#### [Source text]
----------

While dogecoin and other cryptocurrencies have seen wild price swings recently, the reason for that volatility may in fact soon give rise to greater stability. The steep rise in prices has been because of more people and institutions investing in crypto. But as more and more people and institutions become invested in crypto, the more mature and stable crypto becomes. Bitcoin has swung in the past month between about $50,000 and $65,000 – a difference of 30 percent from the lower value. By any account that is a massive price swing. But given the amount of institutional money pouring into bitcoin, coupled with global interest, the price has been roughly stable within this range. Those who have watched bitcoin evolve over the past 10 years would have expected much greater volatility. In fact, it is reasonable to expect the trading range to eventually narrow.
Still, despite the rise in prominence of crypto, there is no unified government approach toward cryptocurrencies. The Biden administration in the US says it will introduce new regulations for cryptocurrencies – but it remains unclear what they will be. Meanwhile, China, which has strict laws regulating the use of cryptocurrencies, just announced it will launch its own digital currency. Built on similar technology as bitcoin, the digital yuan could prove to be a model for governments worldwide. At the other end of the spectrum, India is mulling laws that will effectively ban cryptocurrencies – part of a larger campaign to curtail the open internet. In short, governments’ response is confused.
On the other hand, financial markets are being stymied. Wall Street jumped on the cryptocurrency bandwagon this month, but it did so without actually trading any crypto. For while participants in the US markets have been hankering for an exchange-traded fund for crypto, the Securities and Exchange Commission still won’t allow this. For all its virtues, Coinbase remains only a proxy – its stock value is closely tied to the direction of prices of popular cryptocurrencies.

----------

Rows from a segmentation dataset
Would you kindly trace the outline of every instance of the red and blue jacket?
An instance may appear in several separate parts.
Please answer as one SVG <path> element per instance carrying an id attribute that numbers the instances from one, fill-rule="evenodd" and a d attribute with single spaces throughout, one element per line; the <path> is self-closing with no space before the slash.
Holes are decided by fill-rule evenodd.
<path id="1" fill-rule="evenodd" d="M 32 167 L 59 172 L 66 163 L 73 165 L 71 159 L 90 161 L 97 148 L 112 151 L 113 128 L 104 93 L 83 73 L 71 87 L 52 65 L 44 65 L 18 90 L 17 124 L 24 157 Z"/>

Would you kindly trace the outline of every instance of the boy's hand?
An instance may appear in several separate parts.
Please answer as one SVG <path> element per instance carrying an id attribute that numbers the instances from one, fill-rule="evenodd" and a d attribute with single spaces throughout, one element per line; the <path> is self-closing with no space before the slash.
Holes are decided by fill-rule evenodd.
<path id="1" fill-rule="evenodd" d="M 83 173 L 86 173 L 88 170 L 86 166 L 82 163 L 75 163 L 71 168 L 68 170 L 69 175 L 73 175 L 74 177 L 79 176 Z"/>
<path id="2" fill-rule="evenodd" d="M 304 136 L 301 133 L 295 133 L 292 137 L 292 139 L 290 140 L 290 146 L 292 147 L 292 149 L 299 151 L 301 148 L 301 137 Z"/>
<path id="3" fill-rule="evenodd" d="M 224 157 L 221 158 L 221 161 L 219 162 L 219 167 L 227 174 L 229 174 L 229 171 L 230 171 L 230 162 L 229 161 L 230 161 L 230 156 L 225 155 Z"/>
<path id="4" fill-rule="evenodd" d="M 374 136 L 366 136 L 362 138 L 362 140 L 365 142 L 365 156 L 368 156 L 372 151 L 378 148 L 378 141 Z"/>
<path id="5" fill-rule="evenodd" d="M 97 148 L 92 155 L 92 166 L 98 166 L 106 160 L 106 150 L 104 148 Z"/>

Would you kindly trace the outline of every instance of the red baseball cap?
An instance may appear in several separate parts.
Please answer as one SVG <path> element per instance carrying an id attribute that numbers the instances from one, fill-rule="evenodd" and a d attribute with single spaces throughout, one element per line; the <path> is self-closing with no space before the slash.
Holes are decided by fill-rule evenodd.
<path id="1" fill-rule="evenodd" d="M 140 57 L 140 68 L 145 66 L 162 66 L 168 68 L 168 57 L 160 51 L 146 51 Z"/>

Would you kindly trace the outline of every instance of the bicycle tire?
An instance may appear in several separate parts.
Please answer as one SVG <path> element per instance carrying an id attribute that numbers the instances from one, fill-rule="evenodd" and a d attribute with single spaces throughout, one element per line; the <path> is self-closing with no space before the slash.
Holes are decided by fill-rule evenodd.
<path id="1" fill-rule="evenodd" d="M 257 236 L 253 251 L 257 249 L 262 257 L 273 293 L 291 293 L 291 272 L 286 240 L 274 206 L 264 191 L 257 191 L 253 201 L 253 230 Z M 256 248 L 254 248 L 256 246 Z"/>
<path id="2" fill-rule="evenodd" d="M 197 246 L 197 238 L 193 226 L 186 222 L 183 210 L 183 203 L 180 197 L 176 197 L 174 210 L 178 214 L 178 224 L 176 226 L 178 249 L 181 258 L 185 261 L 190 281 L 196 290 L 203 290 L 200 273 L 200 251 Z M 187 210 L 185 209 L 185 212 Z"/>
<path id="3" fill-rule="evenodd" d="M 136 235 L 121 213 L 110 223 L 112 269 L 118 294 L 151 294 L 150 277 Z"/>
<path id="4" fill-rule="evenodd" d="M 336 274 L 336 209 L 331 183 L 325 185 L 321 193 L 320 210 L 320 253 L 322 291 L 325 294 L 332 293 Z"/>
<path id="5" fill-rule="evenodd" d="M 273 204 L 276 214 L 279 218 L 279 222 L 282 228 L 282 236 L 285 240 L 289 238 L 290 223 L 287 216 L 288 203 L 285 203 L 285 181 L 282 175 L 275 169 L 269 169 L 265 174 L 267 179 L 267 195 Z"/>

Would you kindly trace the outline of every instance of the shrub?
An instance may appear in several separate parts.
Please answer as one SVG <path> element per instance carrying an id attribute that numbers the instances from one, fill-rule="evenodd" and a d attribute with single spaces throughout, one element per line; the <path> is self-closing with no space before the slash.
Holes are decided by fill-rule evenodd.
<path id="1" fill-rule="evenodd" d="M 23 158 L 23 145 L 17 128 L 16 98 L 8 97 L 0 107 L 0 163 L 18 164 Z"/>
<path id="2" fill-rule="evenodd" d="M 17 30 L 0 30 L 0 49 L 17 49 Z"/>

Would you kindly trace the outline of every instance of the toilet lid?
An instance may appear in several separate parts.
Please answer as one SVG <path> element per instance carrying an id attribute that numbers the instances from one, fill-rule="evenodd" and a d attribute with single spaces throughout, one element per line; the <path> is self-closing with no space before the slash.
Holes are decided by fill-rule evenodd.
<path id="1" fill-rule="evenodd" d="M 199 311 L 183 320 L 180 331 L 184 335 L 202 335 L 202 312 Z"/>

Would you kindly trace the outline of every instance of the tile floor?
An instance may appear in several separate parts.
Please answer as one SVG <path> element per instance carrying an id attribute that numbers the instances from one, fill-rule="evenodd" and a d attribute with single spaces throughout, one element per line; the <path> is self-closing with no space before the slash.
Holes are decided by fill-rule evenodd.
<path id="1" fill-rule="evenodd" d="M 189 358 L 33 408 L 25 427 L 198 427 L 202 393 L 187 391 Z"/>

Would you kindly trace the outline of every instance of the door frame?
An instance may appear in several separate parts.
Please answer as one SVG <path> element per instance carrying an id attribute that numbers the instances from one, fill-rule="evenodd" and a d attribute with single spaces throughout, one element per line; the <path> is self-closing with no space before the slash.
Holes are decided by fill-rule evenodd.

----------

#### [Exercise details]
List every country that the text on cryptocurrency mentions. The records have nothing to do with this.

#### [In response]
The US, China, India